- [Task requirements]: The expected response is a copy of every line in the entries below that includes the word "green".

═════ Available data ═════

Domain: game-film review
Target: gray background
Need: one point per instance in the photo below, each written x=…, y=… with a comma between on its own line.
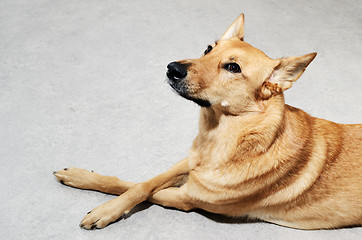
x=82, y=83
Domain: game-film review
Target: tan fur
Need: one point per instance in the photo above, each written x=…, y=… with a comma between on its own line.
x=254, y=155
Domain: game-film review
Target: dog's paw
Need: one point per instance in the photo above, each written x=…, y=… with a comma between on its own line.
x=76, y=177
x=103, y=215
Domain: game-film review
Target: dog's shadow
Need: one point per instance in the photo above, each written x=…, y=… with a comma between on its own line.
x=212, y=216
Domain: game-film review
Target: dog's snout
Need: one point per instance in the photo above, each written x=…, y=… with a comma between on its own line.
x=176, y=71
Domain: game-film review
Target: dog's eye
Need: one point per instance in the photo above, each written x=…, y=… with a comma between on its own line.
x=232, y=67
x=209, y=48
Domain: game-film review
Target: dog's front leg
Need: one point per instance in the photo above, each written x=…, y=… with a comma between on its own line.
x=115, y=208
x=84, y=179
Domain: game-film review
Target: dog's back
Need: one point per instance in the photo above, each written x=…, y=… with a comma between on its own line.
x=329, y=173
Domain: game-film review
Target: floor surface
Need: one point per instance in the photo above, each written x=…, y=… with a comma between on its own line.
x=82, y=83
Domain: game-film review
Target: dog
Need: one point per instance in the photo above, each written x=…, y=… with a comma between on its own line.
x=254, y=155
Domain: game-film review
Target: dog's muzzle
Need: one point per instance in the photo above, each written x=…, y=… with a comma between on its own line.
x=176, y=74
x=176, y=71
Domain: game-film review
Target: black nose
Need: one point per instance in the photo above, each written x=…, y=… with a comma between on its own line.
x=176, y=71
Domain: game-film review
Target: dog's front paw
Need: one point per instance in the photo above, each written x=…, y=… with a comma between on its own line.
x=102, y=215
x=77, y=177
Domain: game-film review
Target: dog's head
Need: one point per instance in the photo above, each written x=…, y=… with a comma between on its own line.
x=233, y=76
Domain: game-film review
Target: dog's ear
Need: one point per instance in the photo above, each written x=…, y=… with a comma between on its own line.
x=235, y=30
x=285, y=72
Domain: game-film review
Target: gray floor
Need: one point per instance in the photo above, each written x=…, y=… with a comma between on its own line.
x=82, y=83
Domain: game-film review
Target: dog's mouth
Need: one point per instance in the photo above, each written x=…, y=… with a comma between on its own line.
x=181, y=88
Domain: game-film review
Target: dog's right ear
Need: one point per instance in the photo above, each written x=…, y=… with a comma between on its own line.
x=286, y=71
x=235, y=30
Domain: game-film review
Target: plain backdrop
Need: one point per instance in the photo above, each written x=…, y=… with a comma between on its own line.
x=82, y=83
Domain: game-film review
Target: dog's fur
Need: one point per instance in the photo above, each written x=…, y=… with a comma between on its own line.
x=254, y=155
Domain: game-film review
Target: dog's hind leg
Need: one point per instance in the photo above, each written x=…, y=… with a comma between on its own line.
x=84, y=179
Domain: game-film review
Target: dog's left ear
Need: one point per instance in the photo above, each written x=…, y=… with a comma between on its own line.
x=286, y=71
x=236, y=29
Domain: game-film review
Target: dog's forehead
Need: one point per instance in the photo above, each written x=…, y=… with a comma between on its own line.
x=237, y=49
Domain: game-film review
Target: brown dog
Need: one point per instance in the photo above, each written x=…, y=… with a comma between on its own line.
x=254, y=155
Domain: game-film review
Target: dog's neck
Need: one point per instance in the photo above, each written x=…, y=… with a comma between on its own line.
x=253, y=131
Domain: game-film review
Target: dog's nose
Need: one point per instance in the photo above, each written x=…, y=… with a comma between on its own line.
x=176, y=71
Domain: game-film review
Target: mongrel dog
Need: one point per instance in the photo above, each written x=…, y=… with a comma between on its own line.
x=254, y=155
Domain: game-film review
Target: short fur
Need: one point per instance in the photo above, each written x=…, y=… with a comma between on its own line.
x=254, y=155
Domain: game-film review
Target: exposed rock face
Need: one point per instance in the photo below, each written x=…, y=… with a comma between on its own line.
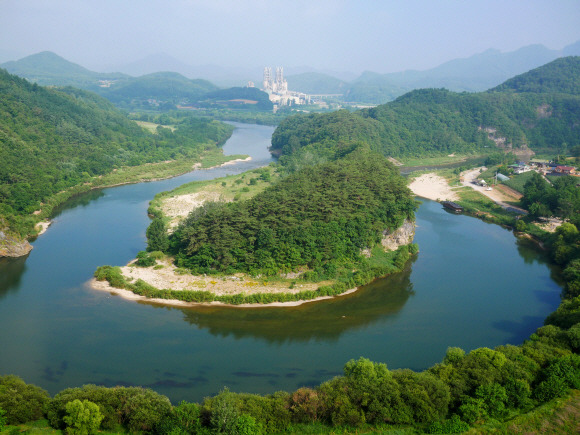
x=11, y=246
x=401, y=236
x=391, y=241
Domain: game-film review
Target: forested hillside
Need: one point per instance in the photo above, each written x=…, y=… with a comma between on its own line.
x=320, y=217
x=246, y=97
x=51, y=140
x=49, y=69
x=559, y=76
x=169, y=88
x=432, y=122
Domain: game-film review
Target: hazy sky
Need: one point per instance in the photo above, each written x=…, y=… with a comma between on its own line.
x=342, y=35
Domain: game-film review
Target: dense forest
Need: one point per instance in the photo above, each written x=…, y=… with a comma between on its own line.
x=54, y=139
x=156, y=92
x=320, y=217
x=167, y=88
x=432, y=122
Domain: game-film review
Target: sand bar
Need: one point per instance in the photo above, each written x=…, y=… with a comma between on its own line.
x=433, y=186
x=167, y=278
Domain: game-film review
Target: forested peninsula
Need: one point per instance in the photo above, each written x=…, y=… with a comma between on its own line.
x=323, y=224
x=59, y=142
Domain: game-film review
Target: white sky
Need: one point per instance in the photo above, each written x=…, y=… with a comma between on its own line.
x=341, y=35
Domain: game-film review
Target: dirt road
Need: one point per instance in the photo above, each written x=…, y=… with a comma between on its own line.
x=499, y=194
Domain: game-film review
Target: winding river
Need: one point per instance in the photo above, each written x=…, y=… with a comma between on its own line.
x=472, y=284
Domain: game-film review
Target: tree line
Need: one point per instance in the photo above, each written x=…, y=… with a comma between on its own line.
x=52, y=140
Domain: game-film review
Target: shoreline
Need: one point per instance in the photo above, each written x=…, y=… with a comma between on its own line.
x=130, y=296
x=434, y=187
x=42, y=226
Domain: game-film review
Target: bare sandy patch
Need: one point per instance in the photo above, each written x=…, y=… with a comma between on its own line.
x=167, y=278
x=42, y=227
x=178, y=207
x=433, y=186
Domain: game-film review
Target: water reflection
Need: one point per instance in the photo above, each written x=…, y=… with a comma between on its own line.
x=11, y=271
x=81, y=200
x=381, y=300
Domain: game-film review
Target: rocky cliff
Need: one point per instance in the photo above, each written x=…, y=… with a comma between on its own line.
x=12, y=246
x=401, y=236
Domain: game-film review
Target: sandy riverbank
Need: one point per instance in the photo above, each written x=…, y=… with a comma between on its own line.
x=433, y=186
x=42, y=227
x=167, y=278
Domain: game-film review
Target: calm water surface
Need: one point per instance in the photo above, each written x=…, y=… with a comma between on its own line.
x=472, y=285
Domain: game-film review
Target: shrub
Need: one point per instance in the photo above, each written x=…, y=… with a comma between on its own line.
x=184, y=418
x=83, y=418
x=453, y=425
x=558, y=377
x=21, y=402
x=144, y=259
x=144, y=409
x=2, y=419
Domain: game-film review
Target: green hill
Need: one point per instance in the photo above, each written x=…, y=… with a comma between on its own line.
x=237, y=97
x=474, y=74
x=49, y=69
x=54, y=139
x=559, y=76
x=320, y=217
x=432, y=122
x=165, y=87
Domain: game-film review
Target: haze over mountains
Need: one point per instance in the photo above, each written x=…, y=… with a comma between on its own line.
x=477, y=73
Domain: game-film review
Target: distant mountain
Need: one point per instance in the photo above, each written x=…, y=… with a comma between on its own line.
x=237, y=97
x=47, y=68
x=52, y=139
x=476, y=73
x=8, y=55
x=166, y=87
x=538, y=110
x=163, y=62
x=316, y=83
x=559, y=76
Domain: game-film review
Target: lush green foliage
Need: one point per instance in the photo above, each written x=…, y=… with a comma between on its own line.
x=438, y=122
x=561, y=198
x=2, y=419
x=380, y=264
x=138, y=409
x=52, y=140
x=320, y=217
x=83, y=418
x=22, y=402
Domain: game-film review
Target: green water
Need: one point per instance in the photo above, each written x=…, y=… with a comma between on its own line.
x=472, y=285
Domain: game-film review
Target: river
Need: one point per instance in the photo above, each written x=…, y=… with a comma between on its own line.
x=472, y=284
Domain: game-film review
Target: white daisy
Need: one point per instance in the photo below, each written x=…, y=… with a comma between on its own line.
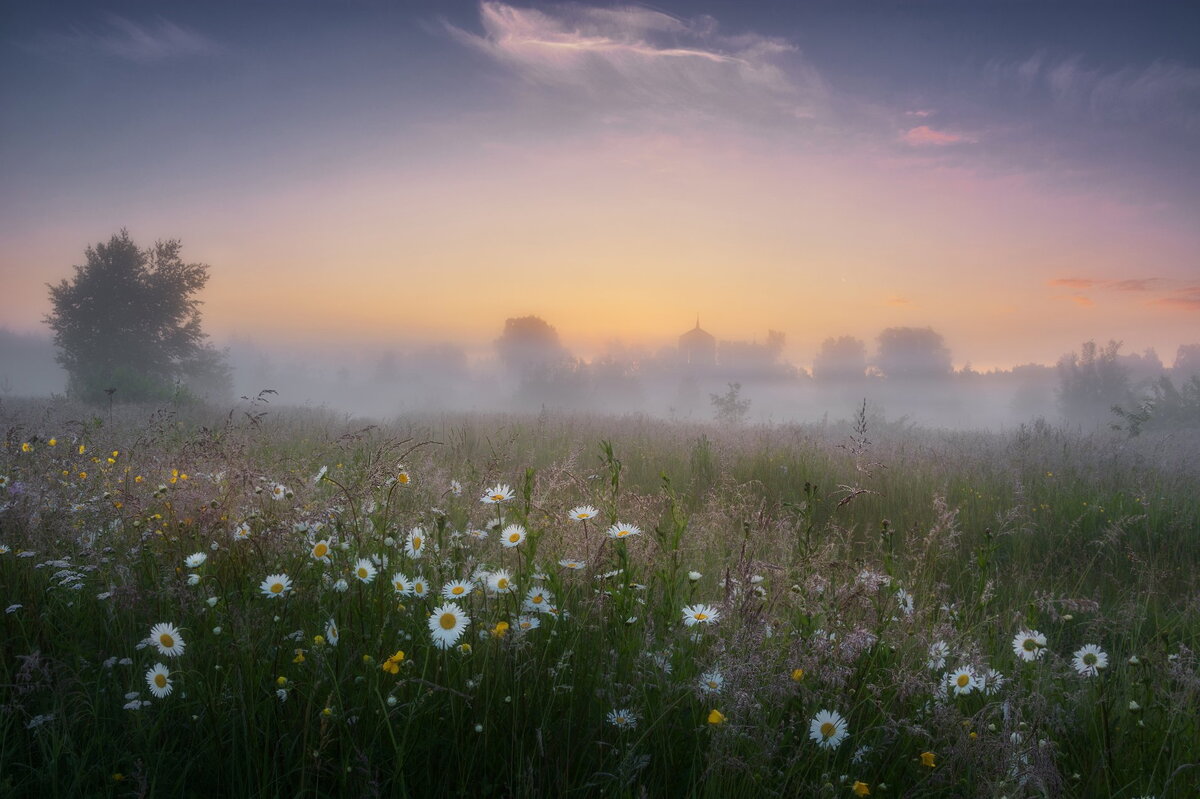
x=695, y=614
x=963, y=680
x=497, y=493
x=1090, y=660
x=457, y=589
x=501, y=582
x=513, y=535
x=622, y=530
x=165, y=636
x=582, y=512
x=447, y=624
x=1029, y=644
x=712, y=682
x=319, y=551
x=365, y=570
x=275, y=586
x=828, y=728
x=159, y=679
x=623, y=718
x=414, y=545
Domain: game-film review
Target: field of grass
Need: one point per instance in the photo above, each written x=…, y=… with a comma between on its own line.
x=822, y=611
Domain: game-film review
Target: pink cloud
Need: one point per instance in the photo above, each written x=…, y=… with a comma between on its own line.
x=925, y=136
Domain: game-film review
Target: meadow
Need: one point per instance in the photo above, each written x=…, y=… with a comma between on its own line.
x=276, y=601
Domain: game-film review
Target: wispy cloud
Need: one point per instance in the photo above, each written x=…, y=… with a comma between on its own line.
x=925, y=136
x=142, y=42
x=647, y=56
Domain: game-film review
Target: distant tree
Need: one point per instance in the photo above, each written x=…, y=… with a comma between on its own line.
x=529, y=344
x=130, y=322
x=1092, y=383
x=840, y=360
x=912, y=353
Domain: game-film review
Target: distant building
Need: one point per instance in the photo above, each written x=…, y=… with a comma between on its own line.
x=697, y=348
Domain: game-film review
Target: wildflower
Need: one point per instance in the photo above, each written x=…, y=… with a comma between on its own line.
x=402, y=583
x=501, y=581
x=828, y=728
x=963, y=680
x=582, y=512
x=447, y=625
x=393, y=664
x=623, y=719
x=319, y=551
x=167, y=640
x=1029, y=644
x=712, y=682
x=414, y=546
x=276, y=586
x=1090, y=660
x=456, y=589
x=937, y=654
x=993, y=682
x=538, y=599
x=695, y=614
x=159, y=679
x=619, y=530
x=365, y=570
x=497, y=493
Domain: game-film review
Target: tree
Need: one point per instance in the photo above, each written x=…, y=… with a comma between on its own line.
x=841, y=359
x=913, y=353
x=129, y=324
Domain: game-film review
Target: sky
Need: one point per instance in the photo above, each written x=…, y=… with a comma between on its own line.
x=1020, y=175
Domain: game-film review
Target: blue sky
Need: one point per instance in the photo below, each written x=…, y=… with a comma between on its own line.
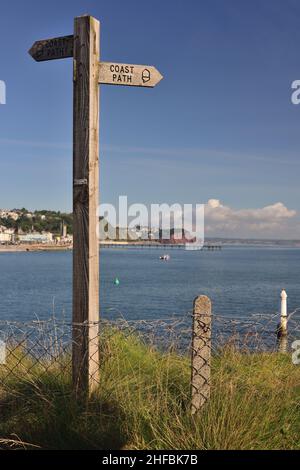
x=219, y=126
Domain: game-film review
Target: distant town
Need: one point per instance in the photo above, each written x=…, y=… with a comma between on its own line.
x=21, y=227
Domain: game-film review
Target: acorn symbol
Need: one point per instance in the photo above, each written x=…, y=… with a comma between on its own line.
x=146, y=75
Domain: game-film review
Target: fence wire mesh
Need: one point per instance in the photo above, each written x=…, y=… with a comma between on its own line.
x=29, y=351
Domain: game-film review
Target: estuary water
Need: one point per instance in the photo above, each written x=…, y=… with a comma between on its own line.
x=239, y=280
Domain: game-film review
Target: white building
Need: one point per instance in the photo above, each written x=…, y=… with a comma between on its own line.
x=36, y=237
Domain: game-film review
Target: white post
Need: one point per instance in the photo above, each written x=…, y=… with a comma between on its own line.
x=283, y=317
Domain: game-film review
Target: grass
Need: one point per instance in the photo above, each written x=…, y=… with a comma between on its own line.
x=143, y=403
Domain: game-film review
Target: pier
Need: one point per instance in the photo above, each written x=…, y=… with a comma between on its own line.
x=161, y=246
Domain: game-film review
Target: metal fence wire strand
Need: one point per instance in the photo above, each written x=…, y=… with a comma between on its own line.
x=37, y=349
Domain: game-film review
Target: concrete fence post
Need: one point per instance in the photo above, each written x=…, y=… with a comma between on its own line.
x=282, y=327
x=201, y=353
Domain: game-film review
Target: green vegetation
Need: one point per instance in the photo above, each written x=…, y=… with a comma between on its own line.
x=143, y=403
x=41, y=221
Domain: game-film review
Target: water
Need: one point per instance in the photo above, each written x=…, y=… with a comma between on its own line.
x=239, y=280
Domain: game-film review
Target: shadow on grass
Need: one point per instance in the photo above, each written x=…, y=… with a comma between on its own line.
x=43, y=414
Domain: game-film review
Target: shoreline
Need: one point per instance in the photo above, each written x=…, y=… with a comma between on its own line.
x=50, y=247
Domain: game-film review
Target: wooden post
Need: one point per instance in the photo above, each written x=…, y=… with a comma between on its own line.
x=85, y=359
x=201, y=353
x=282, y=327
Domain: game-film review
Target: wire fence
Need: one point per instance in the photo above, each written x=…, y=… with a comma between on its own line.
x=44, y=348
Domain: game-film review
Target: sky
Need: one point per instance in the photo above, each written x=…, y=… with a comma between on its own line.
x=219, y=127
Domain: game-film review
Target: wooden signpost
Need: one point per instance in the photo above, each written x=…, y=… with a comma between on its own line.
x=88, y=73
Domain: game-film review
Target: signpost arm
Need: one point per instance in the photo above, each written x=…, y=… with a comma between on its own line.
x=85, y=357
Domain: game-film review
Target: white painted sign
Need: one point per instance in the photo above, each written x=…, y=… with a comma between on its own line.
x=112, y=73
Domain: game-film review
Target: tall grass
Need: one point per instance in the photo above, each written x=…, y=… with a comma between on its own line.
x=143, y=403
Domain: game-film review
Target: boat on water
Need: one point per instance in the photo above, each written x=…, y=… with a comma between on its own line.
x=164, y=257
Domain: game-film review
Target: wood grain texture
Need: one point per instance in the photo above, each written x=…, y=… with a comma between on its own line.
x=85, y=360
x=201, y=353
x=113, y=73
x=51, y=49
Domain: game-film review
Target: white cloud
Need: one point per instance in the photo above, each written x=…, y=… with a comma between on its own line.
x=273, y=221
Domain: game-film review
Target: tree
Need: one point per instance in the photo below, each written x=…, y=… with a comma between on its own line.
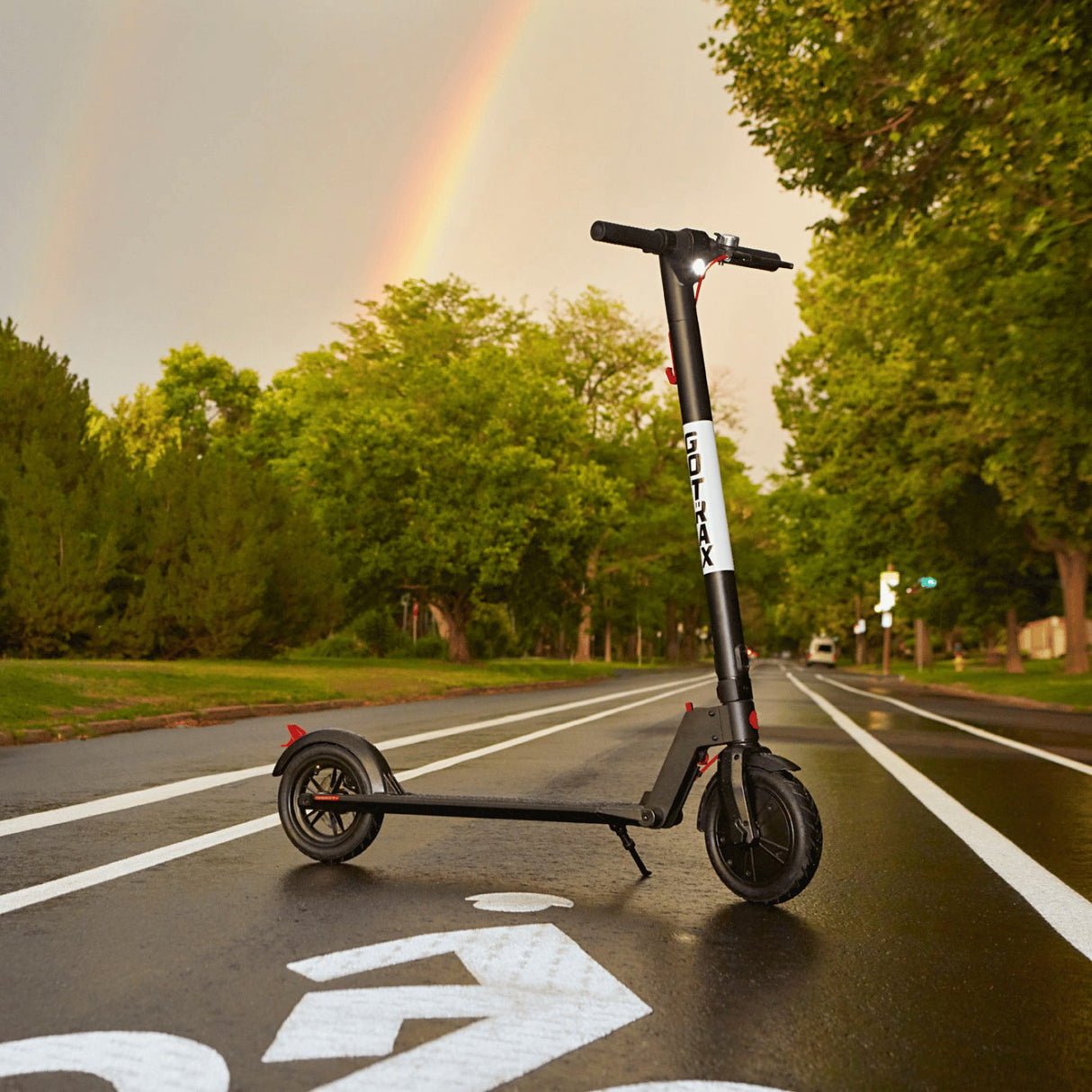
x=438, y=452
x=199, y=399
x=228, y=566
x=957, y=130
x=60, y=544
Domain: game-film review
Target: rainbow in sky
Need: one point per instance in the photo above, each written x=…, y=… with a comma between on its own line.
x=447, y=148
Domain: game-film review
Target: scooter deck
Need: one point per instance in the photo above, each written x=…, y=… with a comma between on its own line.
x=484, y=807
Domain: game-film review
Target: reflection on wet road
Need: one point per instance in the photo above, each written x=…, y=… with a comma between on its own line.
x=911, y=961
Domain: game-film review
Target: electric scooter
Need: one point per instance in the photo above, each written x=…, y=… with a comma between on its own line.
x=761, y=827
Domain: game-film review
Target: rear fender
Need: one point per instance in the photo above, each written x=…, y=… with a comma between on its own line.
x=378, y=770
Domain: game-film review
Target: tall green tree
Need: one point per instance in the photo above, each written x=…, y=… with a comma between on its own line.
x=228, y=566
x=954, y=134
x=61, y=547
x=437, y=449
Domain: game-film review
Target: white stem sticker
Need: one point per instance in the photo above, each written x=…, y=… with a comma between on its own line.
x=708, y=497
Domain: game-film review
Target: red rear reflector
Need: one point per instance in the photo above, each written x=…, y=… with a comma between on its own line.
x=295, y=731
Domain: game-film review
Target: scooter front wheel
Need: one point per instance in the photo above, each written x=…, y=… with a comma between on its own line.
x=322, y=832
x=780, y=864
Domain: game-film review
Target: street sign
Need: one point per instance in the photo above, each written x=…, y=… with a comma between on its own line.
x=889, y=581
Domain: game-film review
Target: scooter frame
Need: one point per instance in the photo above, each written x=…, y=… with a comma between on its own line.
x=685, y=256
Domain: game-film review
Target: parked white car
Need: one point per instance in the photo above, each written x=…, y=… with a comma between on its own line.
x=822, y=649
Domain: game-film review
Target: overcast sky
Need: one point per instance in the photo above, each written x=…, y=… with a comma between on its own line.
x=238, y=173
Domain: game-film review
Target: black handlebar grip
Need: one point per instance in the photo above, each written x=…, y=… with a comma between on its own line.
x=651, y=241
x=758, y=259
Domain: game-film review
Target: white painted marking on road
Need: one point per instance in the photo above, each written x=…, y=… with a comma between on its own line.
x=540, y=996
x=1066, y=911
x=692, y=1087
x=39, y=820
x=981, y=733
x=76, y=882
x=36, y=820
x=92, y=877
x=518, y=902
x=130, y=1061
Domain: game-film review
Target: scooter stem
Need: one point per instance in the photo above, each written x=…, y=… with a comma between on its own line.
x=729, y=649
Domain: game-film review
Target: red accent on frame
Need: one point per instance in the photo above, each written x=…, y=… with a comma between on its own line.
x=295, y=731
x=704, y=765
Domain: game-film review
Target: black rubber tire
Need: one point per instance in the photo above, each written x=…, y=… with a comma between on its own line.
x=321, y=833
x=780, y=865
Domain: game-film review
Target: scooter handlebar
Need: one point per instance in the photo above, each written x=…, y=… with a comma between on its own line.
x=758, y=260
x=661, y=241
x=654, y=241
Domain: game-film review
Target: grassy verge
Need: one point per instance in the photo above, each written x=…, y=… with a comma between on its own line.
x=1042, y=680
x=40, y=694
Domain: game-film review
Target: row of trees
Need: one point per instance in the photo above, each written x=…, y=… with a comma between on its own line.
x=510, y=475
x=940, y=402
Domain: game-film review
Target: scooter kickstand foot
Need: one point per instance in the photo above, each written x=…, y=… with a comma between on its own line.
x=628, y=843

═════

- [Solution to this task]:
Target: green hill
Target: lush green foliage
Target: green water
Target: green vegetation
Target: tall green tree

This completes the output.